*** Opening Data shown ***

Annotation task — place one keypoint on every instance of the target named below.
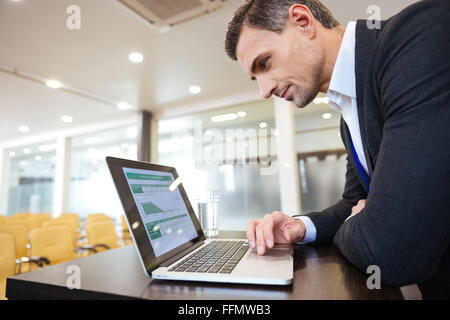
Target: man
(391, 85)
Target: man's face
(286, 65)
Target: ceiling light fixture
(123, 106)
(24, 129)
(224, 117)
(92, 140)
(326, 115)
(53, 84)
(136, 57)
(47, 147)
(195, 89)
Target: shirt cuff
(311, 231)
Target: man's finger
(260, 240)
(251, 237)
(268, 226)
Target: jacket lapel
(345, 132)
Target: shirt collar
(343, 79)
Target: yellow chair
(21, 238)
(97, 217)
(53, 243)
(42, 218)
(102, 234)
(7, 260)
(71, 216)
(64, 222)
(3, 219)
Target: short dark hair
(270, 15)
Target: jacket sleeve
(329, 220)
(405, 227)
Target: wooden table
(320, 272)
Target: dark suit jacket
(403, 95)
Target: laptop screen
(161, 208)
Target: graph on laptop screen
(161, 208)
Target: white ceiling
(94, 60)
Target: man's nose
(266, 86)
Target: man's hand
(276, 227)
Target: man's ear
(301, 17)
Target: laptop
(170, 241)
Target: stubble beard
(304, 96)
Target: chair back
(7, 260)
(53, 242)
(7, 255)
(64, 222)
(42, 218)
(71, 216)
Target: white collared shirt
(342, 95)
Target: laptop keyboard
(216, 257)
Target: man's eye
(263, 63)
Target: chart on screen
(161, 208)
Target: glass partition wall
(321, 155)
(91, 186)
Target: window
(31, 178)
(91, 187)
(231, 150)
(321, 155)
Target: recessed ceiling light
(326, 115)
(195, 89)
(92, 140)
(53, 84)
(136, 57)
(47, 147)
(123, 106)
(24, 129)
(67, 119)
(224, 117)
(132, 132)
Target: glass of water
(208, 213)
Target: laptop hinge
(168, 262)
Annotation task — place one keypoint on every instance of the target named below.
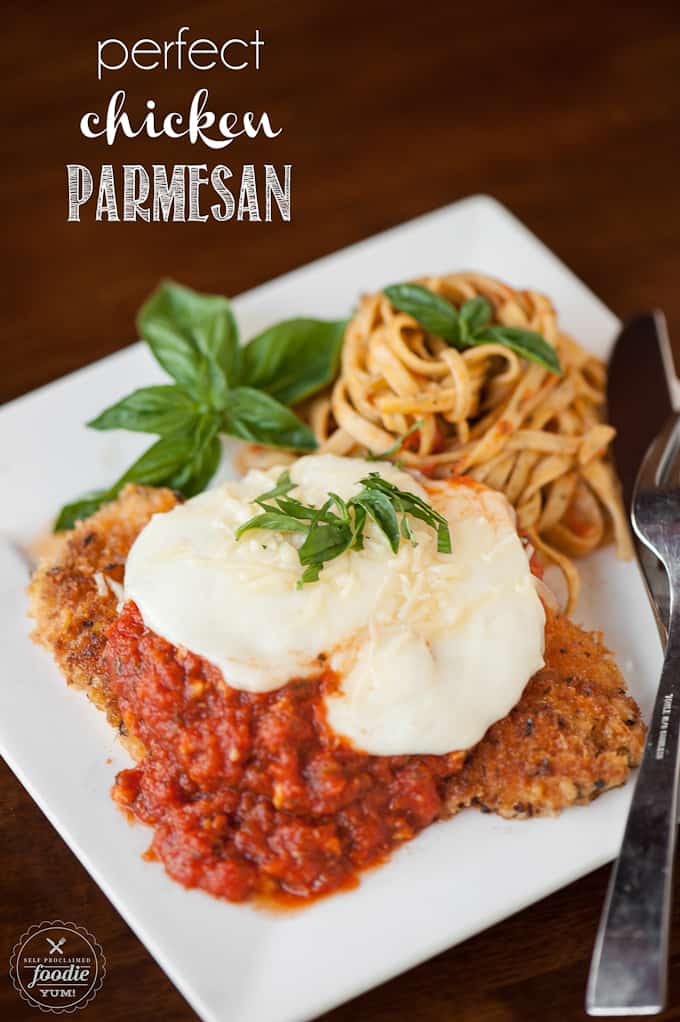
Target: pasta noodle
(484, 412)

*** Closing Data shown ***

- _What the exercise asks_: Exclude the pictures and print the rest of the data exactly.

- _Written solution_:
Annotation task — place one keypoint on every instance of the target named below.
Target: man
(391, 85)
Target: man's face
(286, 65)
Target: ceiling light fixture
(123, 106)
(24, 129)
(224, 117)
(92, 140)
(326, 115)
(53, 84)
(136, 57)
(47, 147)
(195, 89)
Target: shirt cuff
(311, 231)
Target: man's finger
(260, 240)
(251, 237)
(268, 226)
Target: jacket lapel
(345, 132)
Target: shirt collar
(343, 79)
Target: yellow chair
(21, 238)
(97, 217)
(53, 243)
(42, 218)
(102, 234)
(7, 260)
(71, 216)
(64, 222)
(3, 219)
Target: short dark hair
(270, 15)
Target: jacket sleeve
(329, 220)
(405, 227)
Target: wooden table
(320, 272)
Target: dark suit jacket
(403, 95)
Target: laptop screen
(161, 208)
Target: graph on laptop screen
(161, 208)
Target: white ceiling
(94, 60)
Target: man's nose
(266, 86)
Target: man's hand
(276, 227)
Target: man's ear
(301, 17)
Target: laptop
(170, 241)
Target: stubble beard
(304, 96)
Target: chair back
(7, 260)
(53, 242)
(7, 255)
(64, 222)
(42, 218)
(71, 216)
Target: white collared shirt
(342, 95)
Target: laptop keyboard
(216, 257)
Target: man's eye
(263, 63)
Target: chart on screen
(161, 208)
Target: glass partition wall
(321, 155)
(91, 186)
Target: window
(31, 178)
(91, 187)
(231, 150)
(321, 155)
Target: recessed ceiling light
(326, 115)
(195, 89)
(92, 140)
(53, 84)
(136, 57)
(47, 147)
(123, 106)
(24, 129)
(67, 119)
(224, 117)
(132, 132)
Target: glass of water
(208, 213)
Target: laptop hinge
(168, 262)
Annotation task — place one keypoint on every instance of the target named below.
Target: pasta noodle
(484, 412)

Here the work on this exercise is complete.